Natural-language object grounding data

^^^^^^^^

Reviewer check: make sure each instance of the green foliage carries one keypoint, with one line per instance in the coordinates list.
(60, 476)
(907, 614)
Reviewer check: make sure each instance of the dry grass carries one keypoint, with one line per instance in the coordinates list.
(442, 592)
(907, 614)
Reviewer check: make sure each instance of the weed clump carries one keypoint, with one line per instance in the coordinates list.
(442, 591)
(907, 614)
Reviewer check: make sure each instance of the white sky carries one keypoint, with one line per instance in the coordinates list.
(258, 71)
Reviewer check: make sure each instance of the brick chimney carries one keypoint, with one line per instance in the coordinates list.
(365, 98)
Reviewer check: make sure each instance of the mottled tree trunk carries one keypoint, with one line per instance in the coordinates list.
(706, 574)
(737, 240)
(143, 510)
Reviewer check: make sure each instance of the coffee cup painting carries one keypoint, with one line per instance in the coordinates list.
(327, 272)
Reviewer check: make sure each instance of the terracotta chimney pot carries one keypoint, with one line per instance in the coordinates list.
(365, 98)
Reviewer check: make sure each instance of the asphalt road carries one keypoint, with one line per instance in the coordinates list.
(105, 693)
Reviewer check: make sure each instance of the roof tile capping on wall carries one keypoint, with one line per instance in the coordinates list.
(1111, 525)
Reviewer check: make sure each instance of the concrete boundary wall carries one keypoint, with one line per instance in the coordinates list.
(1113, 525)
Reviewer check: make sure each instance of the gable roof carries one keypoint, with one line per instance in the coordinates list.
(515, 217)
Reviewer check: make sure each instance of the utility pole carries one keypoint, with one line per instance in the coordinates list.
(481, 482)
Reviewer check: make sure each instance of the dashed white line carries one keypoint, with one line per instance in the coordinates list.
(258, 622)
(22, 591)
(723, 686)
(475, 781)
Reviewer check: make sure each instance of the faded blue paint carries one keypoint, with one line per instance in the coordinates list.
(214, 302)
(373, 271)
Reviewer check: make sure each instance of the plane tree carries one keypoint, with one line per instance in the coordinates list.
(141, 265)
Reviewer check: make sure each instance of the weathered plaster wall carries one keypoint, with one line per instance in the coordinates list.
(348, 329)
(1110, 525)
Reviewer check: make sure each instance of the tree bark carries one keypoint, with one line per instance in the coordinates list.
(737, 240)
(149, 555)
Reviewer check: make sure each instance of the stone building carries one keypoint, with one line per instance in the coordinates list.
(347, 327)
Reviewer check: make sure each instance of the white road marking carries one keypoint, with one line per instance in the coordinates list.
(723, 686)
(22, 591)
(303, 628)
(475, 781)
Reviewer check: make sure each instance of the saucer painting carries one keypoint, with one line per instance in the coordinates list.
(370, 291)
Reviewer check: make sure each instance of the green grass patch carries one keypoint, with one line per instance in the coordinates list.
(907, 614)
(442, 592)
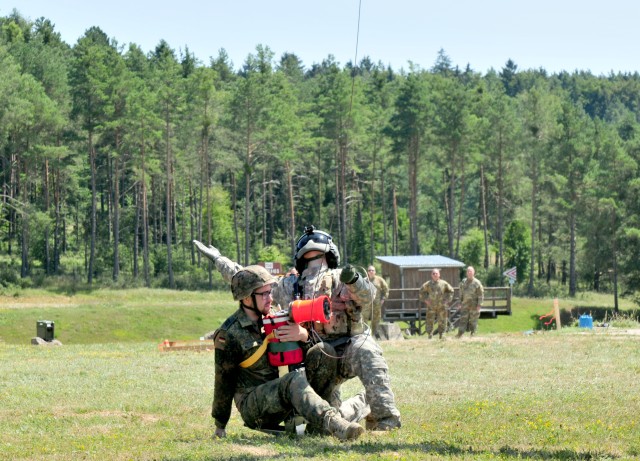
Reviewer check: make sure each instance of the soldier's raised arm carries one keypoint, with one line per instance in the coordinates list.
(224, 265)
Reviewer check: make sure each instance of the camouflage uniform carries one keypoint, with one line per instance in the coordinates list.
(262, 398)
(359, 355)
(440, 294)
(471, 296)
(373, 314)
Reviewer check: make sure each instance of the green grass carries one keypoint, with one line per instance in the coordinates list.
(104, 316)
(571, 394)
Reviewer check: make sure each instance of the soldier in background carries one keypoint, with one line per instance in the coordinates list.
(471, 297)
(382, 291)
(242, 370)
(437, 295)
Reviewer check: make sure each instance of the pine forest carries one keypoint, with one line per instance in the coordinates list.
(113, 160)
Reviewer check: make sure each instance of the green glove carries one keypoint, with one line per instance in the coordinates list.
(349, 274)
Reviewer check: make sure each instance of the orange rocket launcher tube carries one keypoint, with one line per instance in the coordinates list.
(290, 352)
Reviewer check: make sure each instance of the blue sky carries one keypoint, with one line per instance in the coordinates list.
(553, 34)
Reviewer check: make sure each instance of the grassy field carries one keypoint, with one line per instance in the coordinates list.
(572, 394)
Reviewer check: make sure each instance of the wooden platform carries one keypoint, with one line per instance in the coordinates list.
(403, 305)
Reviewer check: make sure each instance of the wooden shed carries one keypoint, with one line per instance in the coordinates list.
(406, 274)
(412, 271)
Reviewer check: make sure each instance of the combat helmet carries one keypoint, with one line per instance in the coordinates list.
(245, 281)
(316, 240)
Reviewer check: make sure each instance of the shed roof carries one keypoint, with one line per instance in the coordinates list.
(421, 261)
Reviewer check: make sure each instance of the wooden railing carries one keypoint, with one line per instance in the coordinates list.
(403, 305)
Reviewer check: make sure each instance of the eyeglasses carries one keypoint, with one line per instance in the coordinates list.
(264, 294)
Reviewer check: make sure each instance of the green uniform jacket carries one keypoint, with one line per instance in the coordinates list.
(235, 341)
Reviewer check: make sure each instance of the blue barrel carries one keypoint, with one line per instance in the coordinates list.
(585, 321)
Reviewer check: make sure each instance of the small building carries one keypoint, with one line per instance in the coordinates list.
(406, 274)
(413, 271)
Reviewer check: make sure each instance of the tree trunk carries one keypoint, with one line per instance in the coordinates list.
(484, 218)
(414, 147)
(573, 280)
(395, 222)
(343, 198)
(234, 201)
(534, 195)
(116, 219)
(291, 208)
(94, 205)
(169, 203)
(47, 205)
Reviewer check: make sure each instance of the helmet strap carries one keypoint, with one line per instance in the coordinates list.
(253, 308)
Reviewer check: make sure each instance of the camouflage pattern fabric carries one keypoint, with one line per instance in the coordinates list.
(262, 398)
(471, 296)
(374, 312)
(358, 354)
(439, 294)
(345, 325)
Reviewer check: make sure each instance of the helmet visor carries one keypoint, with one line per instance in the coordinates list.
(316, 237)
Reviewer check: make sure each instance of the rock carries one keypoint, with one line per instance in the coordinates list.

^^^^^^^^

__PROMPT__. All of the records must come back exactly as they stand, minus every picture.

__RESULT__.
Reviewer check: make sure each instance of the green foliage carries one keypoint, with one line per instance in the coordinates list.
(60, 476)
(907, 614)
Reviewer check: make sure each instance of the dry grass carries one keypoint, with one line per instance in the coordinates list.
(442, 592)
(907, 614)
Reviewer check: make sure each instance of the weed clump carries one keypoint, with one line per instance in the coordinates list.
(442, 591)
(907, 614)
Reviewer check: make sure each instance of the white sky carries one keypoint, with one line per instance in the coordinates list.
(258, 71)
Reviewer check: make sure each instance of the brick chimney carries one keypoint, with one line per instance in the coordinates list.
(365, 98)
Reviewer check: make sure each instance of the mottled tree trunk carries one keypoint, with one line per instance in the coordinates list.
(706, 574)
(737, 240)
(143, 510)
Reviewer check: make sure each instance of the coffee cup painting carries one keypoint, with one line per instance in the coordinates list.
(327, 272)
Reviewer check: make sure each instance of the terracotta chimney pot carries one keypoint, with one line per instance in the coordinates list.
(365, 98)
Reviewer check: make sure each instance of the asphalt road carries one keypoint, with one line per instance in the coordinates list.
(105, 693)
Reviewer check: make sure each instance of the roof tile capping on wall carries one keypoint, with one line per instance in the coordinates list.
(1111, 525)
Reviewer check: make sure each instance of the concrete boundary wall carries one keypoint, with one line per instance in the coordinates list.
(1113, 525)
Reviewer check: make sure each instance of the gable roof carries one keypoint, with one line per instance in the coordinates list.
(515, 217)
Reviewer check: make sure each instance of the utility pole carries one keypoint, with one line per instance in the coordinates list.
(481, 482)
Reviewer check: make sure each instance of the dashed white line carries one keypoint, with one line per instance in the coordinates list.
(258, 622)
(22, 591)
(723, 686)
(475, 781)
Reviewer check: make sure each instance of the faded blue paint carries one keypoint, with one line per instance in the coordinates list.
(214, 302)
(373, 271)
Reviewer check: make sure each instance of the plane tree carries one keypoint, with one line per instance in the coordinates list.
(141, 265)
Reviewer check: make sure each instance of the weathered plaster wall carries one keypoint, with one line per instance in the coordinates list.
(348, 329)
(1110, 525)
Reviewer check: make sure each instance of the tree bark carries one keypoint, with one line per instance in the coordinates list.
(737, 240)
(149, 555)
Reviewer check: make sure each instance of the stone building carries one keypoint, with one line per instance in the coordinates list.
(347, 327)
Reviewer check: make sure each instance of the white road marking carries one keypoint, with one line per instance in the coordinates list.
(723, 686)
(22, 591)
(303, 628)
(475, 781)
Reviewer check: make sure each instance of the saucer painting carries one keypoint, with one line per instance in the coordinates list.
(370, 291)
Reviewer check: make sure each instance of the green grass patch carries one keypoint, with one line per instance in the coordinates list.
(907, 614)
(442, 592)
Reviewer check: make sure each instance of the soldier's raised arm carries one keypoint, with one line per instance in the coordinates list.
(224, 265)
Reviewer check: make sure each instance of the camouflage uniform carries one keypoint, with one line per instance in the coordinates list.
(262, 398)
(359, 355)
(440, 294)
(471, 296)
(373, 314)
Reviewer check: make sure each instance of the green grass carries one keypoint, with one line per instance in the coordinates list.
(104, 316)
(571, 394)
Reviewer check: make sure each instance of the soldier in background carries one keypoint, with one line per instance in the coordinates list.
(471, 297)
(382, 291)
(242, 370)
(437, 295)
Reviewer check: make sure each instance of the pine forest carries one keypoint, with one line per instance in the coordinates list.
(113, 160)
Reviewer check: make sure each instance of the green glove carries one keypoint, with one line per instance in the coordinates list.
(349, 274)
Reviewer check: make sure each instance of the orange rocket launcher tube carries one keypoint, with one line per instance in the coordinates list.
(290, 352)
Reviewer check: make sure each instance of the blue sky carries one keypoint, with one line per instance in the coordinates list.
(553, 34)
Reviewer check: make sure each instance of the grassy field carries one keypoint, with one line per instance in the coordinates list.
(572, 394)
Reviewer check: make sure each instance of the wooden platform carries one keypoint, with one line per instance in the coordinates list.
(403, 305)
Reviewer check: make sure each instance of the wooden shed carries one keypoint, with one line per instance in the coordinates list.
(406, 274)
(412, 271)
Reviewer check: make sure each instance of the combat helmet carries one keypoint, with one line per instance in the coordinates list.
(245, 281)
(316, 240)
Reviewer check: make sure each instance of the shed roof carries one keypoint, with one line per instance in the coordinates list.
(421, 261)
Reviewer check: make sure each instance of the wooden railing carries one keypoint, with one line per instance in the coordinates list.
(403, 305)
Reviewer check: make sure each instance of the eyeglasses carries one keypoint, with one line per instance in the coordinates list.
(264, 294)
Reviewer check: make sure each instance of the green uniform jacket carries one keypoint, with one line per instance in the coordinates list.
(235, 341)
Reviewer check: make sure each instance of the blue barrel carries one keypoint, with one line per instance in the coordinates list.
(585, 321)
Reviewer check: make sure each instance of the small building carries one keypoint, with one line per instance in the coordinates list.
(406, 274)
(413, 271)
Reviewer check: make sure each instance of the tree trunk carries one keypoint, with one line per instance in the coordinates list.
(484, 218)
(414, 147)
(573, 280)
(395, 222)
(343, 198)
(234, 201)
(534, 195)
(116, 219)
(291, 208)
(94, 205)
(169, 203)
(47, 205)
Reviewer check: make sure each instance of the helmet strap carries one keypoint, with one line per instance in the coordinates list.
(253, 308)
Reviewer check: make sure each instance of the camouflage pattern fabric carries one keypoint, with one line per instance in the coordinates list.
(262, 398)
(471, 296)
(374, 312)
(358, 354)
(439, 294)
(345, 325)
Reviewer check: make sure each instance of the helmet visor carries one keypoint, with one line per instance in the coordinates list.
(316, 237)
Reviewer check: make sure each instance of the rock carries one keypoint, with one line per instance in the coordinates list.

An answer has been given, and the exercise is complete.